Dataset entries
....................

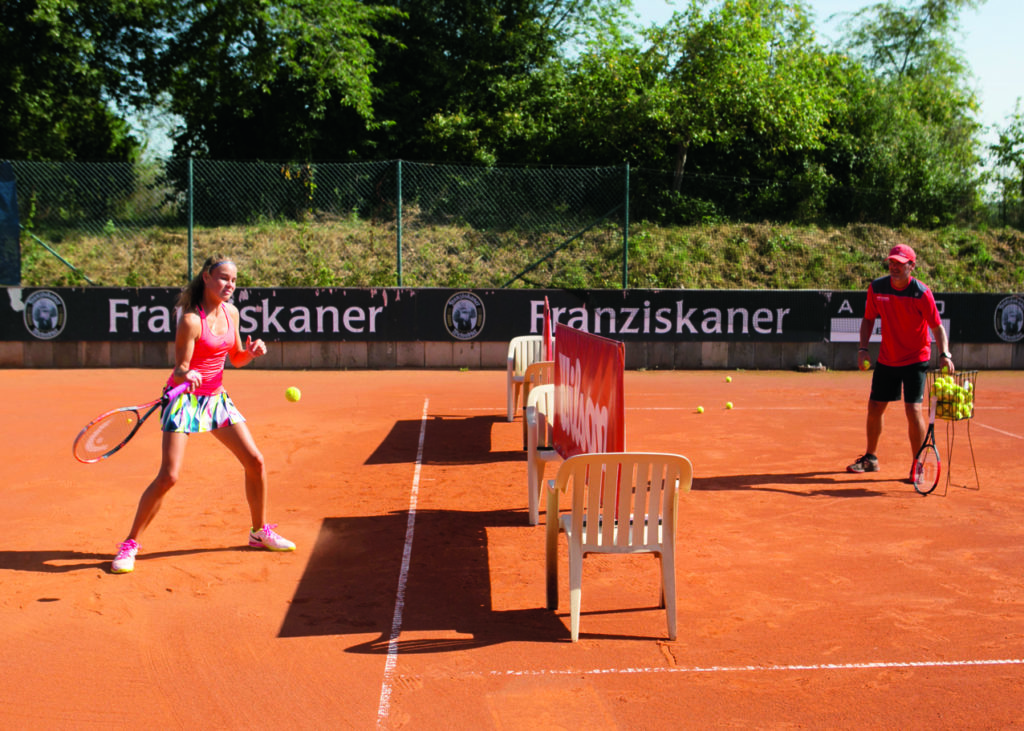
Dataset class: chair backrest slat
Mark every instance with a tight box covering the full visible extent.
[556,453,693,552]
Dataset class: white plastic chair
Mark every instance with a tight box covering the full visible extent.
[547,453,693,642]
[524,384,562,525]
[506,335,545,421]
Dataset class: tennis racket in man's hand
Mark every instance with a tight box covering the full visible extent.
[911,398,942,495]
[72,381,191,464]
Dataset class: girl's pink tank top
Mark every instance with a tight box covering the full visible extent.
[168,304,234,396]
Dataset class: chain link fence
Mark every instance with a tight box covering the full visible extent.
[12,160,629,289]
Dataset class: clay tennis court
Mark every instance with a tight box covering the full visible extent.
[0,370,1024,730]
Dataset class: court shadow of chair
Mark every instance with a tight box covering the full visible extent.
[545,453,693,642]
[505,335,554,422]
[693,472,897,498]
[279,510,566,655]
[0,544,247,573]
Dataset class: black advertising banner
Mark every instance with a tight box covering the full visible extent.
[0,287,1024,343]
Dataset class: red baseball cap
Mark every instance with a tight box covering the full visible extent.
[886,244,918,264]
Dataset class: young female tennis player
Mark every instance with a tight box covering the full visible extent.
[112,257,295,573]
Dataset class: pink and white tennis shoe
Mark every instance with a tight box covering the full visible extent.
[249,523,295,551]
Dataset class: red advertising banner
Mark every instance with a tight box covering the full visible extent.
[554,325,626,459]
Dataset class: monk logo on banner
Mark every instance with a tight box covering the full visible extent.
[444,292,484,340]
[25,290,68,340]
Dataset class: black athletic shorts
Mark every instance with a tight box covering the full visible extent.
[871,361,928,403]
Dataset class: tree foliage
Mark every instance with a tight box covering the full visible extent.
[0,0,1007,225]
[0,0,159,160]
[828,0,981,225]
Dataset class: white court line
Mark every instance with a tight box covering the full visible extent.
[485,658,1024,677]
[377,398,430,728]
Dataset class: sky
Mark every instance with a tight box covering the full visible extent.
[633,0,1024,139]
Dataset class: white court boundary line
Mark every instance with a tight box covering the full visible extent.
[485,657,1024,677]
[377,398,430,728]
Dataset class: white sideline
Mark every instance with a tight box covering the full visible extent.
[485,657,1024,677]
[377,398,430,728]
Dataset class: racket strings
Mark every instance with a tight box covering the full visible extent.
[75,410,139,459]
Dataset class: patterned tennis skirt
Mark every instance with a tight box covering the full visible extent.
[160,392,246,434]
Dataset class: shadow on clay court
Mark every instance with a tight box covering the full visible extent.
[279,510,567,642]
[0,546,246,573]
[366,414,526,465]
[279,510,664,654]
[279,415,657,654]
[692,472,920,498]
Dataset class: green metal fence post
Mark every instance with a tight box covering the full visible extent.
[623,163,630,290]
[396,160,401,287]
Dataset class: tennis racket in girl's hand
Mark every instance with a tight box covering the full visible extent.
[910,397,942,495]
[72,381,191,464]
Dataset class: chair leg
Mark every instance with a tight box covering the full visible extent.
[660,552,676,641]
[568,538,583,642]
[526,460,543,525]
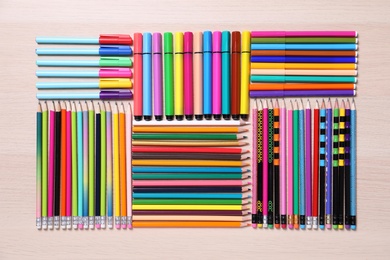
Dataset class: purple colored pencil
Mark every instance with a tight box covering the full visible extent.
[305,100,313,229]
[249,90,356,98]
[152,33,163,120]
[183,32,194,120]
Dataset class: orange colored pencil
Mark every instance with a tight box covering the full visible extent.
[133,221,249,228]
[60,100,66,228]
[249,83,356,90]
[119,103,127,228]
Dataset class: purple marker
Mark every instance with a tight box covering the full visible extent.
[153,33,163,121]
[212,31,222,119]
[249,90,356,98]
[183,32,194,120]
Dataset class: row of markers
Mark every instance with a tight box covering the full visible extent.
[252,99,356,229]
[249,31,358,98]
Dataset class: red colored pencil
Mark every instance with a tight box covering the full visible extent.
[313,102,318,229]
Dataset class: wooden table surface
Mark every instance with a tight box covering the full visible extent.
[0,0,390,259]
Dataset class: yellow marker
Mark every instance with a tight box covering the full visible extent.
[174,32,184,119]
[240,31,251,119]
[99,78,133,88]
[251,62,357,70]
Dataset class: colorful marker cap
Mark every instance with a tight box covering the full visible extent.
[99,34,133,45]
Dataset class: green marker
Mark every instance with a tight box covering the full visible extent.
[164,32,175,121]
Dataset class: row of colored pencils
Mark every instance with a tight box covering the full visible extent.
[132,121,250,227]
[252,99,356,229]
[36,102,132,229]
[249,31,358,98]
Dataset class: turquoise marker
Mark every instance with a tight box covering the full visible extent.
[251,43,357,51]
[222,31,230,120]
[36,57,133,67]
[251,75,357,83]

....................

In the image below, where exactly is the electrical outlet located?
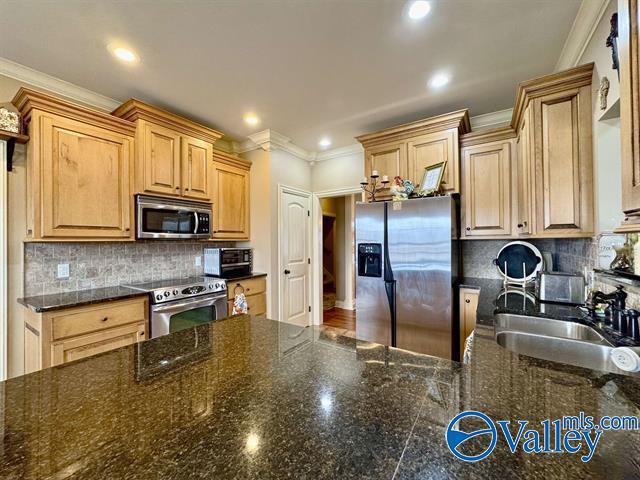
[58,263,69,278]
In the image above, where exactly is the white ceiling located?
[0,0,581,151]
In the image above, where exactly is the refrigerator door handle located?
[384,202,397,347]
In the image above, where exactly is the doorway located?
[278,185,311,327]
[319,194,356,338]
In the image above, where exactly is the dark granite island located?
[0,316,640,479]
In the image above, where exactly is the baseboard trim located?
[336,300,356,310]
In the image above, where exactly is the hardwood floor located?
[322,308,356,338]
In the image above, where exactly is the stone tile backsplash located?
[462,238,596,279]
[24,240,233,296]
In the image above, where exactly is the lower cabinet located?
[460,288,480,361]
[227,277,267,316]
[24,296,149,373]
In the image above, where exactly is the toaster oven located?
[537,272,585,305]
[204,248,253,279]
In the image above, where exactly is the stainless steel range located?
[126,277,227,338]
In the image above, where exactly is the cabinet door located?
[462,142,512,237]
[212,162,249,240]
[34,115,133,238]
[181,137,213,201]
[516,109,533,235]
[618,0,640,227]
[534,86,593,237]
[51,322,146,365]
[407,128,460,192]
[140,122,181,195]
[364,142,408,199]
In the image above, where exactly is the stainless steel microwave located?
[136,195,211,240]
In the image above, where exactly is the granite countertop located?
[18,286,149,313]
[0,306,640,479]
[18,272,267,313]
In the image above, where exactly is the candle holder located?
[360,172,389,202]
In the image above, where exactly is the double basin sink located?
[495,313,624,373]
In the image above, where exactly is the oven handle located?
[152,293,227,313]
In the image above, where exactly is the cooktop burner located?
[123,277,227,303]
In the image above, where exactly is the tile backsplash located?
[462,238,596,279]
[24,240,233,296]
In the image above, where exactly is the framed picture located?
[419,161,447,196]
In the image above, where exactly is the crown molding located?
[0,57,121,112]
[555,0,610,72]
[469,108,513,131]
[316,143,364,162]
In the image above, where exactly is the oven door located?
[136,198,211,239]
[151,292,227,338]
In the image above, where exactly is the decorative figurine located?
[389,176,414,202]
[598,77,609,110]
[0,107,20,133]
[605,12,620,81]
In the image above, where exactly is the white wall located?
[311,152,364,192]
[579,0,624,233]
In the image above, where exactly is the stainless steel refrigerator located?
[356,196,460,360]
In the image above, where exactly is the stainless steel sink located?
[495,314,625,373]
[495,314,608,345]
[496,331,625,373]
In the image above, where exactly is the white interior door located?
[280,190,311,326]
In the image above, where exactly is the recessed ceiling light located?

....................

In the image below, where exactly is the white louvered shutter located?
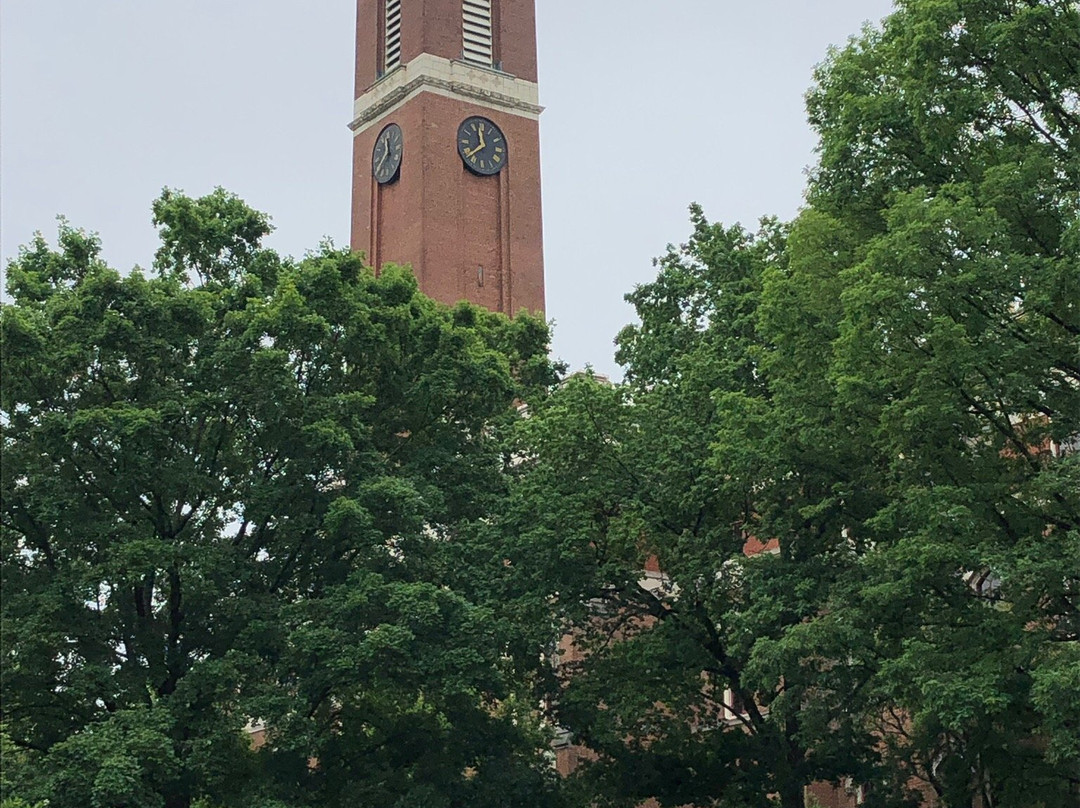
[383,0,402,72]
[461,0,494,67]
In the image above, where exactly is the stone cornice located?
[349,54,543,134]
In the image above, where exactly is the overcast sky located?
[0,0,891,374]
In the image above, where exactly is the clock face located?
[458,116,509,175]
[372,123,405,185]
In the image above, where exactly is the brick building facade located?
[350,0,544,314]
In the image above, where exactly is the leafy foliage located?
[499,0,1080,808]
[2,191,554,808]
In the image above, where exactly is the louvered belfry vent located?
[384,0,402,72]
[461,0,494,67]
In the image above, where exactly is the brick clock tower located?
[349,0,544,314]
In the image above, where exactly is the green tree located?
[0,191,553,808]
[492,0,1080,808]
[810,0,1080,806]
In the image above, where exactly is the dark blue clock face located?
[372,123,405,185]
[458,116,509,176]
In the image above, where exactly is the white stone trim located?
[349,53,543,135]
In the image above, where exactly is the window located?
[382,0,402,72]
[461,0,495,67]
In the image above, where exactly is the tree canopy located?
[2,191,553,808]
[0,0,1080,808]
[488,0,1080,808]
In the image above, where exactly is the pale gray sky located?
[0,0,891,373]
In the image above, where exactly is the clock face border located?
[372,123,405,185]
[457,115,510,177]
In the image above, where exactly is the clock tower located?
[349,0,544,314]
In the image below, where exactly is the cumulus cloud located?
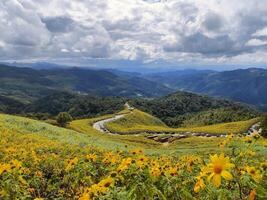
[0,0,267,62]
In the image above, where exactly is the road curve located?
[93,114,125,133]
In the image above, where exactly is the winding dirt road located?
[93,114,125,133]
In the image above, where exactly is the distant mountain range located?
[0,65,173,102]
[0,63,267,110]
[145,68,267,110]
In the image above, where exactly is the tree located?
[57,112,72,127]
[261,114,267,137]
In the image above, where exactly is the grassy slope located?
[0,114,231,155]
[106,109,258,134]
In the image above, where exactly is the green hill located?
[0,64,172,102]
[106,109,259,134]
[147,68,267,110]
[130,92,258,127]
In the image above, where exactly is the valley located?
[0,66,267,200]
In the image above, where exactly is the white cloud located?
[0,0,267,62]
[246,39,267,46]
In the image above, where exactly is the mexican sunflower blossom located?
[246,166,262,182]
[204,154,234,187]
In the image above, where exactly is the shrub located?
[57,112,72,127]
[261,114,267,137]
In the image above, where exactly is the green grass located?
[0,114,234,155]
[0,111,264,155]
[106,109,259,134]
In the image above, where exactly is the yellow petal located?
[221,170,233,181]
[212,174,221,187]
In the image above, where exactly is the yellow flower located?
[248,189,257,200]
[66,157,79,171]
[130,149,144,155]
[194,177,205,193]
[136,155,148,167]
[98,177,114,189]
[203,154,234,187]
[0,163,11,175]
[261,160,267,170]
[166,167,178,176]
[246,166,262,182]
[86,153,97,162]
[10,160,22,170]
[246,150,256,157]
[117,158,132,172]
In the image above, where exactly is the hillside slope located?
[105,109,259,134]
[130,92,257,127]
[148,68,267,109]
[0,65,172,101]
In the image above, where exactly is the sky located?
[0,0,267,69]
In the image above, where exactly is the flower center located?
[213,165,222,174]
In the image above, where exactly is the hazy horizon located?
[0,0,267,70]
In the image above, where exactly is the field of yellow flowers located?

....................

Count the lines in the material that contain the word "tile". Give only the number.

### WRITTEN REPLY
2